▶ Assignment
Reproduce exactly the lines below from the one containing "Query: striped shirt" through the one containing "wing, one point per instance", including both, and nothing else.

(Dataset items)

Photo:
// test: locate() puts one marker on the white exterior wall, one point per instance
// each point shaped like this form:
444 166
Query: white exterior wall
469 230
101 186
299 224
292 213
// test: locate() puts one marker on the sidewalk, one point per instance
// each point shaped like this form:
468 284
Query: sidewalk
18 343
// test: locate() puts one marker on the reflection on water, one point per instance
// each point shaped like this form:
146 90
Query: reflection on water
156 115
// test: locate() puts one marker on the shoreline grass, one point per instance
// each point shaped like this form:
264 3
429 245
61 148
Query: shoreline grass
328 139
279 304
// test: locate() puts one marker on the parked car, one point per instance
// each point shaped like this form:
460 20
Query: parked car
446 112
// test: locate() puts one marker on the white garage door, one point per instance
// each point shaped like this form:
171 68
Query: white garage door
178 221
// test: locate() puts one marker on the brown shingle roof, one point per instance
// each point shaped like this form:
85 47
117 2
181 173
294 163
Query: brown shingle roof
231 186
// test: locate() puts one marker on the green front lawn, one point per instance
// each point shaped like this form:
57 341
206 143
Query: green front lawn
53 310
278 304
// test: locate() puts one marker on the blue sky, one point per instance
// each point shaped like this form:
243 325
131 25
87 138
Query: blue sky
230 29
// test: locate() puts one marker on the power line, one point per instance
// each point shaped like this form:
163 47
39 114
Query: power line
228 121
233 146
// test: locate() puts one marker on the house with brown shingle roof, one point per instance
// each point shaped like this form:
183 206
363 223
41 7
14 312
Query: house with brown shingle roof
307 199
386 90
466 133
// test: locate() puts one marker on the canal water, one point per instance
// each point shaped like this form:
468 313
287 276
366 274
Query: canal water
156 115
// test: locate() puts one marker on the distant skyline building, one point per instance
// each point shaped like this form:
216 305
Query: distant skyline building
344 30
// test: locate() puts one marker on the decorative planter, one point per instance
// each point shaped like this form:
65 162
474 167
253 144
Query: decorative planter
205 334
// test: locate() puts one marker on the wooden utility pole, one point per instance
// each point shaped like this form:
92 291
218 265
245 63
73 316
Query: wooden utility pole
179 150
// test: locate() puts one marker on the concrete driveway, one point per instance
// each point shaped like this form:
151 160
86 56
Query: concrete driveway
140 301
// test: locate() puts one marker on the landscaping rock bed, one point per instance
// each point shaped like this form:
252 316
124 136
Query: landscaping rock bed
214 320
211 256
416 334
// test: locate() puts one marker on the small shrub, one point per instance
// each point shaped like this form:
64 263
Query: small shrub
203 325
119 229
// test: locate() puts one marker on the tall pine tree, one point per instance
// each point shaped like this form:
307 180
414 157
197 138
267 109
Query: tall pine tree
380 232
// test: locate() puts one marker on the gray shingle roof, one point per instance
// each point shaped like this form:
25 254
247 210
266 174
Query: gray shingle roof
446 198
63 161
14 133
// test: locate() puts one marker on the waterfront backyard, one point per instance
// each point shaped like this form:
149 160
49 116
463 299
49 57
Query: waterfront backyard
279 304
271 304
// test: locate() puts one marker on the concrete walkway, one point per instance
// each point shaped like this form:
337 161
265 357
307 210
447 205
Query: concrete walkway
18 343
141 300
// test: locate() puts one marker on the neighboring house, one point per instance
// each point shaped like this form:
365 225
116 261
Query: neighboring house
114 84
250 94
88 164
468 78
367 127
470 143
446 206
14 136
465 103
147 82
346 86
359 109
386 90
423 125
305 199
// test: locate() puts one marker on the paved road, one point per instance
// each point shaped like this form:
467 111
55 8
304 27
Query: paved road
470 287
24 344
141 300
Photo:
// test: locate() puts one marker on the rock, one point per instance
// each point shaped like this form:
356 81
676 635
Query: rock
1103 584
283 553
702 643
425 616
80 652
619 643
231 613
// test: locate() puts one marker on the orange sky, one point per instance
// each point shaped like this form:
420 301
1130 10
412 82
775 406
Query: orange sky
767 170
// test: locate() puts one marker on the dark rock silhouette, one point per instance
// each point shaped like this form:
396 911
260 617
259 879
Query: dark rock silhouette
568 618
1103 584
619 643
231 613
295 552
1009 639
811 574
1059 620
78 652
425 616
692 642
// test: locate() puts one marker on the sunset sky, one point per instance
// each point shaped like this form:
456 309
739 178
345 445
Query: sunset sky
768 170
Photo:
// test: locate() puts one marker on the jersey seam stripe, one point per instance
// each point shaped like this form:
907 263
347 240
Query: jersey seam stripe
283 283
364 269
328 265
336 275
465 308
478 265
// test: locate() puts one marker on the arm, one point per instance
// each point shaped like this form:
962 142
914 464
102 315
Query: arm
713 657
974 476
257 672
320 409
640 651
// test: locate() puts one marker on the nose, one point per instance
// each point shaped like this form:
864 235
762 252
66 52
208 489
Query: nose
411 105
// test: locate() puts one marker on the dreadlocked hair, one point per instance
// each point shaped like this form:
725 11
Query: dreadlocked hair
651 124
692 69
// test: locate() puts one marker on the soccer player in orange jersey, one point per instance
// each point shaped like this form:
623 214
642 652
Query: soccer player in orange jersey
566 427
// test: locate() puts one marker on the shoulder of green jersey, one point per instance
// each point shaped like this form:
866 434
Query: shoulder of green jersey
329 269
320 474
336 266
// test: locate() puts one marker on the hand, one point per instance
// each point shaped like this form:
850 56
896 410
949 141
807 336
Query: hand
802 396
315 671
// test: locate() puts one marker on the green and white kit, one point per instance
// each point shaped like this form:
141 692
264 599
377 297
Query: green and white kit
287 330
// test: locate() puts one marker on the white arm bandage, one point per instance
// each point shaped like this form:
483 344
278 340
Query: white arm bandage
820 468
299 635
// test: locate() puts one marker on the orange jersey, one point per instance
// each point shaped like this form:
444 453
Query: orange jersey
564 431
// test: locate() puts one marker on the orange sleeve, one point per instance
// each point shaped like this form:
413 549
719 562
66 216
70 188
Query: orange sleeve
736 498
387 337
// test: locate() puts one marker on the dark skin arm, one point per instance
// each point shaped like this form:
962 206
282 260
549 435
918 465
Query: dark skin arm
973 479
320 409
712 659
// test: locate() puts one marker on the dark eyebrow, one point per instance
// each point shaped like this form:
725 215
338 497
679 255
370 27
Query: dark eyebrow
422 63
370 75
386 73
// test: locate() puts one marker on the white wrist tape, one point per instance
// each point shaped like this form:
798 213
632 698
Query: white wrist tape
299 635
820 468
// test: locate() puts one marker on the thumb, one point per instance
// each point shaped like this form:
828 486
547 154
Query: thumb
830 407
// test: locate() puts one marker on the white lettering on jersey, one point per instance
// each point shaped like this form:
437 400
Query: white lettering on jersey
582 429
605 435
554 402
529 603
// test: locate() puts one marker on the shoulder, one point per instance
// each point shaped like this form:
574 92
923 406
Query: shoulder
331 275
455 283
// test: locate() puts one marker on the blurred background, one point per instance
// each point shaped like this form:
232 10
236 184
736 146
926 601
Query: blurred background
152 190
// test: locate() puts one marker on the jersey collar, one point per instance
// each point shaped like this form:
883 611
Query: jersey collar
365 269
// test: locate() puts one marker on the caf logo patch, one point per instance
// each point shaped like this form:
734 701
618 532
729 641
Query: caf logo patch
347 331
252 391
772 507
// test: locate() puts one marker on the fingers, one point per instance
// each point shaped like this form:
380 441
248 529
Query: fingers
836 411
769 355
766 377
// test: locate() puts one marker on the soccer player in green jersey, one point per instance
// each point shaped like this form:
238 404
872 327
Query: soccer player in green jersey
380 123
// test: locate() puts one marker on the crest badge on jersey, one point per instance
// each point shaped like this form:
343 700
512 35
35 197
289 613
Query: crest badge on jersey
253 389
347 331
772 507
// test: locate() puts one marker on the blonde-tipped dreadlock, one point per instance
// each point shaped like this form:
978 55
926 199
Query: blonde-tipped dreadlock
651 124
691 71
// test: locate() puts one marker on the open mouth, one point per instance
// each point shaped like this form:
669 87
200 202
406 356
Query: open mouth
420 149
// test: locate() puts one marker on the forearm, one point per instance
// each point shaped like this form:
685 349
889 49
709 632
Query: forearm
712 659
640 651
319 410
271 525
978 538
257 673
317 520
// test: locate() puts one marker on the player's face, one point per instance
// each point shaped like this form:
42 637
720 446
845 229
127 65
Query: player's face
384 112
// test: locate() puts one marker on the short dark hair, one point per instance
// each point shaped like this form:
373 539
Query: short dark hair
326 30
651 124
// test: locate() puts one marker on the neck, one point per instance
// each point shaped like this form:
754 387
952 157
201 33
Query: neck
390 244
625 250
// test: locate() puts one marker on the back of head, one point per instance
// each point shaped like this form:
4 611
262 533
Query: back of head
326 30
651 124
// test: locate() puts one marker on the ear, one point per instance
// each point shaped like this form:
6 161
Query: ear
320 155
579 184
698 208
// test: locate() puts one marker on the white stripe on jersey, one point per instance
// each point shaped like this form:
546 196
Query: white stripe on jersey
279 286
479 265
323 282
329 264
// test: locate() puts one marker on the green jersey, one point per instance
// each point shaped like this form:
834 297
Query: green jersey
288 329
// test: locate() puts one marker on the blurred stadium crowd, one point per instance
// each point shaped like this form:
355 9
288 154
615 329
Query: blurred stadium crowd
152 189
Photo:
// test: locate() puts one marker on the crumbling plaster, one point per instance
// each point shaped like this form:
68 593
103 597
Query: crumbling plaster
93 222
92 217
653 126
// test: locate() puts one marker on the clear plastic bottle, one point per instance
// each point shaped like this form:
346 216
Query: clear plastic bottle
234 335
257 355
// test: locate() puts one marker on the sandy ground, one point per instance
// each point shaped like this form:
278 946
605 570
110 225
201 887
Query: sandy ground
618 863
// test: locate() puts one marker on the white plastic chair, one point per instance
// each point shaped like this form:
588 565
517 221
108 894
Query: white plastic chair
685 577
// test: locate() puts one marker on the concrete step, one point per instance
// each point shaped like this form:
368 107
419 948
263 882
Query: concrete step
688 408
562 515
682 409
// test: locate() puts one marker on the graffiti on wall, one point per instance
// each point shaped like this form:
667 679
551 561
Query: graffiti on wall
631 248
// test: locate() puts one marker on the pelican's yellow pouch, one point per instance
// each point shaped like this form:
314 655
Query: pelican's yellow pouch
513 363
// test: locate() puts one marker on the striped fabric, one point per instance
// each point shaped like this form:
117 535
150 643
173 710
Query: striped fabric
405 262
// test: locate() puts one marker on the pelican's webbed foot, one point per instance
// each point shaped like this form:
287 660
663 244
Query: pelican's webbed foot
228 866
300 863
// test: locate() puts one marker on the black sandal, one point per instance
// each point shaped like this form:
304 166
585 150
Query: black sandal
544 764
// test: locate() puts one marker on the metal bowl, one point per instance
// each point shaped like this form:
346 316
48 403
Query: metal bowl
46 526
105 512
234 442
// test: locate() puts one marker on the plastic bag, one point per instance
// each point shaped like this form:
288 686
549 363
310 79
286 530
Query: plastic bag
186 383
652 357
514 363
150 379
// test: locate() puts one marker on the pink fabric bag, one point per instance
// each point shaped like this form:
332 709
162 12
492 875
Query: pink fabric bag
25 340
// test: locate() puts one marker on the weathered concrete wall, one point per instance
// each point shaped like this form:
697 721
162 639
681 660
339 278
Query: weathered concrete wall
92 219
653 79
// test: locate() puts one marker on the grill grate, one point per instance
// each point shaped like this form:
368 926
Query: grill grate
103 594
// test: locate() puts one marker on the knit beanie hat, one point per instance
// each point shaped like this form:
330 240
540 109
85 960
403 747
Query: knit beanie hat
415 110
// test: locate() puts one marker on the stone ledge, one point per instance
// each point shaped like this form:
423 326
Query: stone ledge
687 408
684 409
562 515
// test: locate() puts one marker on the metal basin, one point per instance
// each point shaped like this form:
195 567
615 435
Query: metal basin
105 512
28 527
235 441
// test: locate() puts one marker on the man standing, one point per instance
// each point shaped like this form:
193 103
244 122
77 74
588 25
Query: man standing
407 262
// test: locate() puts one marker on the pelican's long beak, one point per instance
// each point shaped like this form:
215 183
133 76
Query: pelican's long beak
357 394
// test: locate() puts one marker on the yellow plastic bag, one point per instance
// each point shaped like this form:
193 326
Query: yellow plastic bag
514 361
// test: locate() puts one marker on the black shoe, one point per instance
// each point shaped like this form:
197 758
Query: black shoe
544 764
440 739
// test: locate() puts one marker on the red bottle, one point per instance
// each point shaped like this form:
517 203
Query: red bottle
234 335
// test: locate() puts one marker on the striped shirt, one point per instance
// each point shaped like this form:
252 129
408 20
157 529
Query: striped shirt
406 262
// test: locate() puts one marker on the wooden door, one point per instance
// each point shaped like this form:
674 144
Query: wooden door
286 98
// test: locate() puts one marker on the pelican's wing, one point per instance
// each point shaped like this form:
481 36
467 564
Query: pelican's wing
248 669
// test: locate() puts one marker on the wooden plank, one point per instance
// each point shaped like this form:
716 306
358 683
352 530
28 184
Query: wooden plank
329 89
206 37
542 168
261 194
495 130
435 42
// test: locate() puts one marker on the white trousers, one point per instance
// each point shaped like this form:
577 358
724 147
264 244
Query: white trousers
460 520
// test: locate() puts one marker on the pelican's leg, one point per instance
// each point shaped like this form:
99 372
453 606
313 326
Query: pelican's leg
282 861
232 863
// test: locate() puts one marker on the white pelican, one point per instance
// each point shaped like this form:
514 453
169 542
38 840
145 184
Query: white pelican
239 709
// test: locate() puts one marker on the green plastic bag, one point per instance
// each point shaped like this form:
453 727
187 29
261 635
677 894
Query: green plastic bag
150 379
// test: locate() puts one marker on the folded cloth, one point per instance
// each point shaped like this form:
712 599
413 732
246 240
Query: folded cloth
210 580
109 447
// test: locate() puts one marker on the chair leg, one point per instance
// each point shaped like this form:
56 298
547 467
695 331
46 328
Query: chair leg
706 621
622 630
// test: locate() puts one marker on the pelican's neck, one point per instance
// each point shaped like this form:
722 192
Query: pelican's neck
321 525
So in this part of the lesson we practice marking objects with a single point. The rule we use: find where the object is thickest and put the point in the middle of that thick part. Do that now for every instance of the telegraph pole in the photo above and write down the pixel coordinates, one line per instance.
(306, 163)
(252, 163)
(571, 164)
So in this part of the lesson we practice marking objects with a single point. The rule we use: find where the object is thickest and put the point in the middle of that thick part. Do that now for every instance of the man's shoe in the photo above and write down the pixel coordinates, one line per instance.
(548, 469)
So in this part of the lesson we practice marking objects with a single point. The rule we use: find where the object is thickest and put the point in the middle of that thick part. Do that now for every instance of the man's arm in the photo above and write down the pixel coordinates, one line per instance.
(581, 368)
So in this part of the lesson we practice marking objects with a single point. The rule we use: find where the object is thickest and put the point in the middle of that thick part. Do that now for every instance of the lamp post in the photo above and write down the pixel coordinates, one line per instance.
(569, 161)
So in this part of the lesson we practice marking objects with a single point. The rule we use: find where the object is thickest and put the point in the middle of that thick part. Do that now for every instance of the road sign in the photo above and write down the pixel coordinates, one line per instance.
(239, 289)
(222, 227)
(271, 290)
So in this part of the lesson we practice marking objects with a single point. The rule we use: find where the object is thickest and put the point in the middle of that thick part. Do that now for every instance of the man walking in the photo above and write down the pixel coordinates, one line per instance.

▶ Your solution
Query: striped shirt
406 262
// test: locate() puts one marker on the wooden door, one point per instance
// each point shaped like this form:
674 144
Query: wooden door
286 98
// test: locate() puts one marker on the pelican's wing, one point per instance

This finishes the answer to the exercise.